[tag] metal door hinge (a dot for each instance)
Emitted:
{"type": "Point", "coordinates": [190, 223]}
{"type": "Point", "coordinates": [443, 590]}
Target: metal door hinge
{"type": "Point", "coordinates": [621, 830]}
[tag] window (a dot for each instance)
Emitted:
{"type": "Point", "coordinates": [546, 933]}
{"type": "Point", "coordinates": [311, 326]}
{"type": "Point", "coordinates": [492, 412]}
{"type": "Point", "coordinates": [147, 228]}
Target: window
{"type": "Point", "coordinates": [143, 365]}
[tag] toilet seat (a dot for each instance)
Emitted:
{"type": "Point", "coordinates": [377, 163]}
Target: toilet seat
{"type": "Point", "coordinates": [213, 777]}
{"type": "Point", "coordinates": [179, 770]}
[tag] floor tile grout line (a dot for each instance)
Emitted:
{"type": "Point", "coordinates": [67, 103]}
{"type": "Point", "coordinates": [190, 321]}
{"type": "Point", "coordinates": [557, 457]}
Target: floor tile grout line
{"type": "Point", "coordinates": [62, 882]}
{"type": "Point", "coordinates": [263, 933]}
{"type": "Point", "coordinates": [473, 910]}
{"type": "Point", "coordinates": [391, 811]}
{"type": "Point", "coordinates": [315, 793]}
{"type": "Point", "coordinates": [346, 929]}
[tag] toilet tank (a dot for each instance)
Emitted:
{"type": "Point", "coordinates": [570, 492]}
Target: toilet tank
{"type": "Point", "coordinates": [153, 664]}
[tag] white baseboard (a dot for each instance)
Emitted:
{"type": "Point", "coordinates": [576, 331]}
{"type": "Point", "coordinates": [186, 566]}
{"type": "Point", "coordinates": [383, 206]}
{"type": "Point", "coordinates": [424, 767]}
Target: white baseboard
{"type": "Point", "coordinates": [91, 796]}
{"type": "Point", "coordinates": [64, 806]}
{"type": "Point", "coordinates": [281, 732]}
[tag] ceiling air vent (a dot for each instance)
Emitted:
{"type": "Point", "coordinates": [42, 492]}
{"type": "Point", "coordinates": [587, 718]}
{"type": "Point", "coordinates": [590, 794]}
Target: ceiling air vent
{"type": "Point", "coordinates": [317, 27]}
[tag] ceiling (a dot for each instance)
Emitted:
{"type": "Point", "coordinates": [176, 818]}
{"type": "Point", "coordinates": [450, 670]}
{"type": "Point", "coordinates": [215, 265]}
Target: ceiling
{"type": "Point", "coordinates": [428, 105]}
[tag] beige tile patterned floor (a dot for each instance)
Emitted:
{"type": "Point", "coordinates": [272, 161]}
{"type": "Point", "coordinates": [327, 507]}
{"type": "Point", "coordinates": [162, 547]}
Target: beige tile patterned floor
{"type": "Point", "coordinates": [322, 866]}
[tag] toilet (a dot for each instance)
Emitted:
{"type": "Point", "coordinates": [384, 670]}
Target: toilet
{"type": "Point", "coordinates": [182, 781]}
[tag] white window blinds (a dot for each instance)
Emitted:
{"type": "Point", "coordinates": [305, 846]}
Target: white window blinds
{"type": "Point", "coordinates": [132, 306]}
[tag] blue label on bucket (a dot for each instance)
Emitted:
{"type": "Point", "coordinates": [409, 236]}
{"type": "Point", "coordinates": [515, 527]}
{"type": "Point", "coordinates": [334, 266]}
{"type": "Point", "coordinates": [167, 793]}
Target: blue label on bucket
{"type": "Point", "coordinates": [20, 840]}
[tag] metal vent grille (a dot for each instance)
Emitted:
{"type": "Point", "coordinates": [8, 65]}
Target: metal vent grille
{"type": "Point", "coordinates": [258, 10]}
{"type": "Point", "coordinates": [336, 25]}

Aim of the exercise -
Above are the records; set each one down word for word.

Your response -
[tag] metal door hinge (a dot for each instance)
Emitted:
{"type": "Point", "coordinates": [190, 223]}
{"type": "Point", "coordinates": [443, 590]}
Target: metal door hinge
{"type": "Point", "coordinates": [621, 830]}
[tag] window (a dot for each instance)
Emitted:
{"type": "Point", "coordinates": [546, 933]}
{"type": "Point", "coordinates": [311, 326]}
{"type": "Point", "coordinates": [492, 412]}
{"type": "Point", "coordinates": [147, 228]}
Target: window
{"type": "Point", "coordinates": [143, 365]}
[tag] toilet seat (a dot for each instance)
Emitted:
{"type": "Point", "coordinates": [377, 163]}
Target: toilet seat
{"type": "Point", "coordinates": [213, 777]}
{"type": "Point", "coordinates": [179, 770]}
[tag] floor tile grout line (a dot for each instance)
Emitted:
{"type": "Point", "coordinates": [67, 103]}
{"type": "Point", "coordinates": [190, 321]}
{"type": "Point", "coordinates": [557, 457]}
Target: floor tile grout line
{"type": "Point", "coordinates": [62, 882]}
{"type": "Point", "coordinates": [263, 933]}
{"type": "Point", "coordinates": [473, 910]}
{"type": "Point", "coordinates": [391, 811]}
{"type": "Point", "coordinates": [315, 793]}
{"type": "Point", "coordinates": [346, 929]}
[tag] toilet tank (a dot for each instance)
Emitted:
{"type": "Point", "coordinates": [570, 492]}
Target: toilet tank
{"type": "Point", "coordinates": [153, 664]}
[tag] white baseboard (a dot for each instance)
Emitted:
{"type": "Point", "coordinates": [576, 331]}
{"type": "Point", "coordinates": [186, 566]}
{"type": "Point", "coordinates": [383, 206]}
{"type": "Point", "coordinates": [424, 767]}
Target: white baseboard
{"type": "Point", "coordinates": [91, 796]}
{"type": "Point", "coordinates": [64, 806]}
{"type": "Point", "coordinates": [281, 732]}
[tag] ceiling air vent (a dot for each instance)
Emitted:
{"type": "Point", "coordinates": [42, 492]}
{"type": "Point", "coordinates": [587, 718]}
{"type": "Point", "coordinates": [590, 794]}
Target: ceiling air vent
{"type": "Point", "coordinates": [317, 27]}
[tag] ceiling (a dot for each instance)
Emitted:
{"type": "Point", "coordinates": [176, 818]}
{"type": "Point", "coordinates": [450, 670]}
{"type": "Point", "coordinates": [215, 265]}
Target: ceiling
{"type": "Point", "coordinates": [428, 105]}
[tag] beige tile patterned floor (a dot for each instance)
Emitted:
{"type": "Point", "coordinates": [272, 161]}
{"type": "Point", "coordinates": [327, 507]}
{"type": "Point", "coordinates": [162, 547]}
Target: beige tile patterned floor
{"type": "Point", "coordinates": [322, 866]}
[tag] toilet (a dot for each instance)
Emitted:
{"type": "Point", "coordinates": [384, 670]}
Target: toilet
{"type": "Point", "coordinates": [182, 781]}
[tag] white window blinds (a dot for each instance)
Emitted:
{"type": "Point", "coordinates": [305, 846]}
Target: white window blinds
{"type": "Point", "coordinates": [132, 306]}
[tag] blue label on bucket (a dot for each instance)
Emitted:
{"type": "Point", "coordinates": [409, 236]}
{"type": "Point", "coordinates": [515, 527]}
{"type": "Point", "coordinates": [334, 266]}
{"type": "Point", "coordinates": [167, 793]}
Target: blue label on bucket
{"type": "Point", "coordinates": [20, 840]}
[tag] metal vent grille (a dot for each instance)
Emitted:
{"type": "Point", "coordinates": [8, 65]}
Target: metal vent grille
{"type": "Point", "coordinates": [258, 10]}
{"type": "Point", "coordinates": [336, 25]}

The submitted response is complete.